**DOCUMENT EXTRACT**
Biodiversity, a contraction of “biological diversity,” generally refers to the variety and variability of life on Earth. One of the most widely used definitions defines it in terms of the variability within species, between species and between ecosystems. It is a measure of the variety of organisms present in different ecosystems.

The goal of the Biodiversity Heritage Library is to improve “research methodology by collaboratively making biodiversity literature openly available to the world as part of a global biodiversity community”.

A Sperm Whale

It is a remarkable resource, especially for school projects and for all you science geeks. One of the best parts of the Library is its extensive Flickr collection which has an enormous collection of scans and imagery.

The Library “serves as the foundational literature component of the Encyclopedia of Life” which you can find here. What is the Encyclopedia of Life?

Our knowledge of the many life-forms on Earth – of animals, plants, fungi, protists and bacteria – is scattered around the world in books, journals, databases, websites, specimen collections, and in the minds of people everywhere. Imagine what it would mean if this information could be gathered together and made available to everyone – anywhere – at a moment’s notice.

**MATERIAL SUPPLIED**
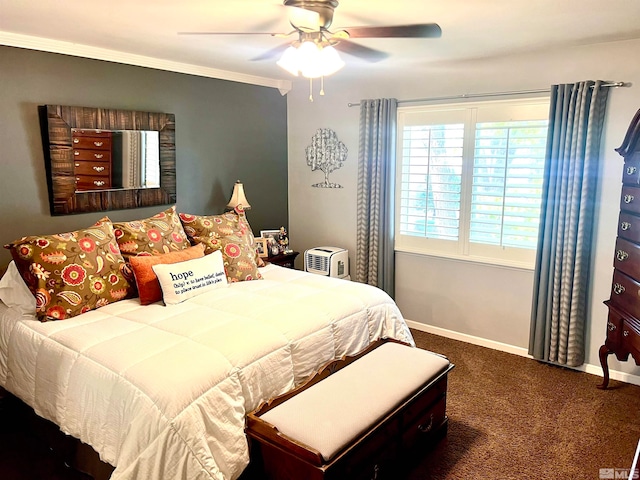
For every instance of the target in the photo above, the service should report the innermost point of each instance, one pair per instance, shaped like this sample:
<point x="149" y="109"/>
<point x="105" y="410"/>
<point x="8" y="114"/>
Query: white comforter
<point x="161" y="392"/>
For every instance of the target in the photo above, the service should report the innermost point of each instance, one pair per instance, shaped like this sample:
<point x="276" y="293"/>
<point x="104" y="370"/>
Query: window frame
<point x="470" y="113"/>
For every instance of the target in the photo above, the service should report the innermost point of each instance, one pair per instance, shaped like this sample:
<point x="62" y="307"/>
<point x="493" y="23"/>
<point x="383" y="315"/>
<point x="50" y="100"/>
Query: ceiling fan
<point x="311" y="20"/>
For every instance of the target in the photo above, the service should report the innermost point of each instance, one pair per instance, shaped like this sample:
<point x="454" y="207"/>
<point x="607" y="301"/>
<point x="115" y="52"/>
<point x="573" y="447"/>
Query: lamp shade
<point x="238" y="197"/>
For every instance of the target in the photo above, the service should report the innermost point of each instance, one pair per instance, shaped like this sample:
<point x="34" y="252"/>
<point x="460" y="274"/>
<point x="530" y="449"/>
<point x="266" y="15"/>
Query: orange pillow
<point x="146" y="279"/>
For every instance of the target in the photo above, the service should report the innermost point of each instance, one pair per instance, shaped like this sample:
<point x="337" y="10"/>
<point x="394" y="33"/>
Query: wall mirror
<point x="104" y="159"/>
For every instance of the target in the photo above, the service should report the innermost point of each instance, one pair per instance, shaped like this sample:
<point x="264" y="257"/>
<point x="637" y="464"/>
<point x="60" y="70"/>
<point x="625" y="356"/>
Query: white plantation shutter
<point x="431" y="177"/>
<point x="470" y="180"/>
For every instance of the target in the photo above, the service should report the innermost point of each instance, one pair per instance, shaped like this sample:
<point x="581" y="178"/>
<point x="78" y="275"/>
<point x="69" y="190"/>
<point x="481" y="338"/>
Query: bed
<point x="162" y="391"/>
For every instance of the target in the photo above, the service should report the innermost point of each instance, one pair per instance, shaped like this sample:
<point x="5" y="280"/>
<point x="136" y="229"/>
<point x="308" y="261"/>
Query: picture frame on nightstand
<point x="272" y="246"/>
<point x="262" y="248"/>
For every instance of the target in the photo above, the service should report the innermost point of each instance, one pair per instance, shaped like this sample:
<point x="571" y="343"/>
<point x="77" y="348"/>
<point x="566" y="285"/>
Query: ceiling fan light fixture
<point x="311" y="59"/>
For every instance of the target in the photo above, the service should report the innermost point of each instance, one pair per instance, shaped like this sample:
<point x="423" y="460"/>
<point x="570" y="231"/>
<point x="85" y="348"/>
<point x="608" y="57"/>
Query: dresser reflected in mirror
<point x="118" y="159"/>
<point x="104" y="159"/>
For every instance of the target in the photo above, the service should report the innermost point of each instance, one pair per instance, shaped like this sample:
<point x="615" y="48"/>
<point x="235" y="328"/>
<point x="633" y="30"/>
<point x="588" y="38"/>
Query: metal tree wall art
<point x="326" y="153"/>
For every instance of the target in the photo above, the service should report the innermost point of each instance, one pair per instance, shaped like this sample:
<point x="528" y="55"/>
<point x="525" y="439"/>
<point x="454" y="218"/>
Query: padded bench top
<point x="330" y="414"/>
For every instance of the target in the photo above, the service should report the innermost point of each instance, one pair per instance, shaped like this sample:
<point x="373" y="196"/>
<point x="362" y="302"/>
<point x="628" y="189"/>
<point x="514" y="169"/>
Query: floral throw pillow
<point x="232" y="223"/>
<point x="71" y="273"/>
<point x="162" y="233"/>
<point x="238" y="256"/>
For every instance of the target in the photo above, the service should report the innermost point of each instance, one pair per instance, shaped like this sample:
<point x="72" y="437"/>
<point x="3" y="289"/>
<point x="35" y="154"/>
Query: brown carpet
<point x="509" y="418"/>
<point x="515" y="418"/>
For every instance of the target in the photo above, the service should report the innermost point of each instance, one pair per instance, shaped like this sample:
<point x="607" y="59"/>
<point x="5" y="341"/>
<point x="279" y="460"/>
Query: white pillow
<point x="183" y="280"/>
<point x="14" y="293"/>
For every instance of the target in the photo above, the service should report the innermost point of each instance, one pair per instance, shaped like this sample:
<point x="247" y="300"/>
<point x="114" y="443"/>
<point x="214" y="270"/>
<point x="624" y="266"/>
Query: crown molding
<point x="67" y="48"/>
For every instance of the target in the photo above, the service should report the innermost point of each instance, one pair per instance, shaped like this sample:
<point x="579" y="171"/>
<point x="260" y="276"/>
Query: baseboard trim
<point x="523" y="352"/>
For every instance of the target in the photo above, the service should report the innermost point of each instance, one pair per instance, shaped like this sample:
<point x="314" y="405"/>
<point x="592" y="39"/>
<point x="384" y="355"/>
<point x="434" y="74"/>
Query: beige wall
<point x="484" y="301"/>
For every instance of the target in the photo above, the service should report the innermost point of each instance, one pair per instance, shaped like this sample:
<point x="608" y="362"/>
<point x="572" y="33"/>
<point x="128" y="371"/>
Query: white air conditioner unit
<point x="329" y="261"/>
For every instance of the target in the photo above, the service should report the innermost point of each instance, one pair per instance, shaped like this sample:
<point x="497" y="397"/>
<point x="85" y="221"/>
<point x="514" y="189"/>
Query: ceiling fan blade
<point x="360" y="51"/>
<point x="273" y="34"/>
<point x="422" y="30"/>
<point x="273" y="53"/>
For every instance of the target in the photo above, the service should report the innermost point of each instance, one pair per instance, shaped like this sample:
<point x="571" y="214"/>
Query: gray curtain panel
<point x="561" y="282"/>
<point x="375" y="263"/>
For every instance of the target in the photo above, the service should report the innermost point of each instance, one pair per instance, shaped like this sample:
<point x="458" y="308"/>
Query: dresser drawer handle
<point x="426" y="428"/>
<point x="376" y="470"/>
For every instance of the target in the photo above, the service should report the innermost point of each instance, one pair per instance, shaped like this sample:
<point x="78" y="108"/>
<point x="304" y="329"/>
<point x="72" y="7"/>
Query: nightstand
<point x="283" y="259"/>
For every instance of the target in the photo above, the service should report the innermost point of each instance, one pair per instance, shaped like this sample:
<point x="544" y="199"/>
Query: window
<point x="469" y="180"/>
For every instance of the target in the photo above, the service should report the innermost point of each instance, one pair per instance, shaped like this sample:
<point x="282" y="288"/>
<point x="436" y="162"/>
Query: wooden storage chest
<point x="412" y="419"/>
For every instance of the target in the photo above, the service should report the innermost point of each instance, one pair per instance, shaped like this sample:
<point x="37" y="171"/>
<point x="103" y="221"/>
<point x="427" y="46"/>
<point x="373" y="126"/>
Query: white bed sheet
<point x="162" y="392"/>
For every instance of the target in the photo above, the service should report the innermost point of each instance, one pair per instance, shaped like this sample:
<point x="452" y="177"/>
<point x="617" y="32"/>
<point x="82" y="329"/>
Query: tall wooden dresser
<point x="92" y="159"/>
<point x="623" y="325"/>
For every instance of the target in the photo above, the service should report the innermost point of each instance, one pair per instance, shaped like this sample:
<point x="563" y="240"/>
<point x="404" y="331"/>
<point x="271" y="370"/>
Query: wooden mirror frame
<point x="57" y="122"/>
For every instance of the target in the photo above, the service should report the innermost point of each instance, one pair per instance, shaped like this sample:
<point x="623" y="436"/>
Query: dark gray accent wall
<point x="224" y="131"/>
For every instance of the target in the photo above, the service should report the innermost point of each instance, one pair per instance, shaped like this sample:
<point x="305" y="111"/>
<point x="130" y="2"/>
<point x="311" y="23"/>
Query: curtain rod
<point x="495" y="94"/>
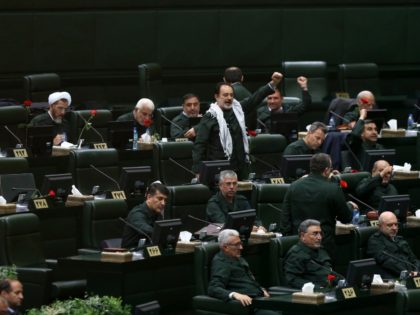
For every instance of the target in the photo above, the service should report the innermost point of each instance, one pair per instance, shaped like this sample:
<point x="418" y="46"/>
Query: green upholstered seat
<point x="37" y="87"/>
<point x="85" y="177"/>
<point x="202" y="303"/>
<point x="266" y="198"/>
<point x="164" y="155"/>
<point x="188" y="200"/>
<point x="100" y="221"/>
<point x="266" y="151"/>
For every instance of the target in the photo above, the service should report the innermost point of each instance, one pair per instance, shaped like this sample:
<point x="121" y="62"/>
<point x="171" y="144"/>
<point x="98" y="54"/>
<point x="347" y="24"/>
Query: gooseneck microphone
<point x="86" y="123"/>
<point x="107" y="176"/>
<point x="404" y="261"/>
<point x="182" y="166"/>
<point x="171" y="122"/>
<point x="19" y="142"/>
<point x="137" y="229"/>
<point x="207" y="222"/>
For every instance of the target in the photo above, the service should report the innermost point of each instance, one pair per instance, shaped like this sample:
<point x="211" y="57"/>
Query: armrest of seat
<point x="210" y="304"/>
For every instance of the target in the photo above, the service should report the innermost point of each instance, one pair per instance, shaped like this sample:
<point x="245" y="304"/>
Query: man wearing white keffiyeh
<point x="222" y="132"/>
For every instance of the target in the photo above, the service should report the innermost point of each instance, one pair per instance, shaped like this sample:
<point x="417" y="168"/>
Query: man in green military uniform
<point x="371" y="189"/>
<point x="222" y="131"/>
<point x="144" y="216"/>
<point x="312" y="142"/>
<point x="227" y="200"/>
<point x="391" y="251"/>
<point x="308" y="261"/>
<point x="141" y="115"/>
<point x="275" y="105"/>
<point x="231" y="278"/>
<point x="364" y="100"/>
<point x="315" y="196"/>
<point x="181" y="123"/>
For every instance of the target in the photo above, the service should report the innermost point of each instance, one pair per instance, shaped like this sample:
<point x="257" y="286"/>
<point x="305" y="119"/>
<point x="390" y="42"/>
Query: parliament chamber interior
<point x="109" y="54"/>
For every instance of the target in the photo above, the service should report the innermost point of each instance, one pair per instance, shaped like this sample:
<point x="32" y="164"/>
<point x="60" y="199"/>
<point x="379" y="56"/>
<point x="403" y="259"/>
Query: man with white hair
<point x="59" y="103"/>
<point x="231" y="277"/>
<point x="222" y="132"/>
<point x="142" y="115"/>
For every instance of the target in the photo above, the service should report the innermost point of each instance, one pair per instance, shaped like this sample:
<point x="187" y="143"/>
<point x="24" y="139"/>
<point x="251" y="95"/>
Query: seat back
<point x="266" y="151"/>
<point x="85" y="177"/>
<point x="356" y="77"/>
<point x="315" y="71"/>
<point x="278" y="250"/>
<point x="37" y="87"/>
<point x="188" y="200"/>
<point x="150" y="82"/>
<point x="164" y="126"/>
<point x="20" y="241"/>
<point x="12" y="165"/>
<point x="267" y="199"/>
<point x="15" y="119"/>
<point x="166" y="155"/>
<point x="203" y="256"/>
<point x="100" y="221"/>
<point x="99" y="123"/>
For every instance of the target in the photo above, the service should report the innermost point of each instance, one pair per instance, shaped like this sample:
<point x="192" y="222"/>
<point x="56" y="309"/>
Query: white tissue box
<point x="308" y="298"/>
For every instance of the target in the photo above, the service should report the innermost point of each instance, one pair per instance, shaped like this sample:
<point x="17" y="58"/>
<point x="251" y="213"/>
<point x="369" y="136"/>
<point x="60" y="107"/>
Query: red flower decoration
<point x="27" y="103"/>
<point x="364" y="100"/>
<point x="252" y="133"/>
<point x="343" y="184"/>
<point x="147" y="122"/>
<point x="331" y="277"/>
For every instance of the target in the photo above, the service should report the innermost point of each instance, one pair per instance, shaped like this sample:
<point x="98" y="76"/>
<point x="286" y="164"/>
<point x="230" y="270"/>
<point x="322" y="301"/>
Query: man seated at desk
<point x="59" y="103"/>
<point x="145" y="215"/>
<point x="226" y="199"/>
<point x="312" y="142"/>
<point x="12" y="291"/>
<point x="181" y="123"/>
<point x="308" y="261"/>
<point x="231" y="278"/>
<point x="371" y="189"/>
<point x="275" y="105"/>
<point x="391" y="251"/>
<point x="141" y="115"/>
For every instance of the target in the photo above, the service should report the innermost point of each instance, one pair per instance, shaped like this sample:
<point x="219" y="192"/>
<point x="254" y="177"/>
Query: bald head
<point x="388" y="224"/>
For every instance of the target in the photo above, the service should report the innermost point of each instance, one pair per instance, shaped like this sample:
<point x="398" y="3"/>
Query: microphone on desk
<point x="327" y="269"/>
<point x="19" y="142"/>
<point x="171" y="122"/>
<point x="107" y="176"/>
<point x="404" y="261"/>
<point x="85" y="127"/>
<point x="217" y="225"/>
<point x="137" y="229"/>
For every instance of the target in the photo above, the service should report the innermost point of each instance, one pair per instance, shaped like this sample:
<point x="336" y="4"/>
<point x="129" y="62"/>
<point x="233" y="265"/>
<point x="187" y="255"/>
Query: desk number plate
<point x="40" y="203"/>
<point x="20" y="153"/>
<point x="101" y="145"/>
<point x="153" y="251"/>
<point x="277" y="180"/>
<point x="118" y="195"/>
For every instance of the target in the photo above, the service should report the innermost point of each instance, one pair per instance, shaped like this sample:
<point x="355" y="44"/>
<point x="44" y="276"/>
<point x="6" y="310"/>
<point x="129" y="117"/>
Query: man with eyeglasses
<point x="316" y="197"/>
<point x="227" y="200"/>
<point x="391" y="251"/>
<point x="308" y="261"/>
<point x="59" y="103"/>
<point x="142" y="115"/>
<point x="231" y="277"/>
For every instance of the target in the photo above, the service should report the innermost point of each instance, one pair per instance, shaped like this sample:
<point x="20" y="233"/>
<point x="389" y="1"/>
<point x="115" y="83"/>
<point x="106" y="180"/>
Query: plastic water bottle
<point x="135" y="138"/>
<point x="410" y="122"/>
<point x="356" y="215"/>
<point x="331" y="123"/>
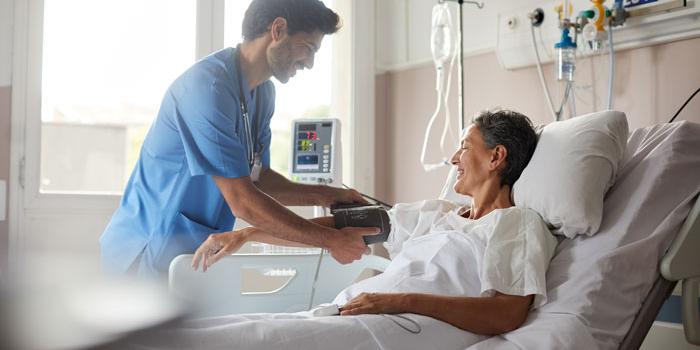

**PARTS OF THE EXERCISE**
• 1. In the biodiversity text, what is the Biodiversity Heritage Library said to serve as the foundational literature component of?
• 2. Reproduce the part of the biodiversity text between "Biodiversity, a contraction" and "in different ecosystems.", inclusive, word for word.

**ANSWERS TO EACH TASK**
• 1. The Encyclopedia of Life.

• 2.
Biodiversity, a contraction of “biological diversity,” generally refers to the variety and variability of life on Earth. One of the most widely used definitions defines it in terms of the variability within species, between species and between ecosystems. It is a measure of the variety of organisms present in different ecosystems.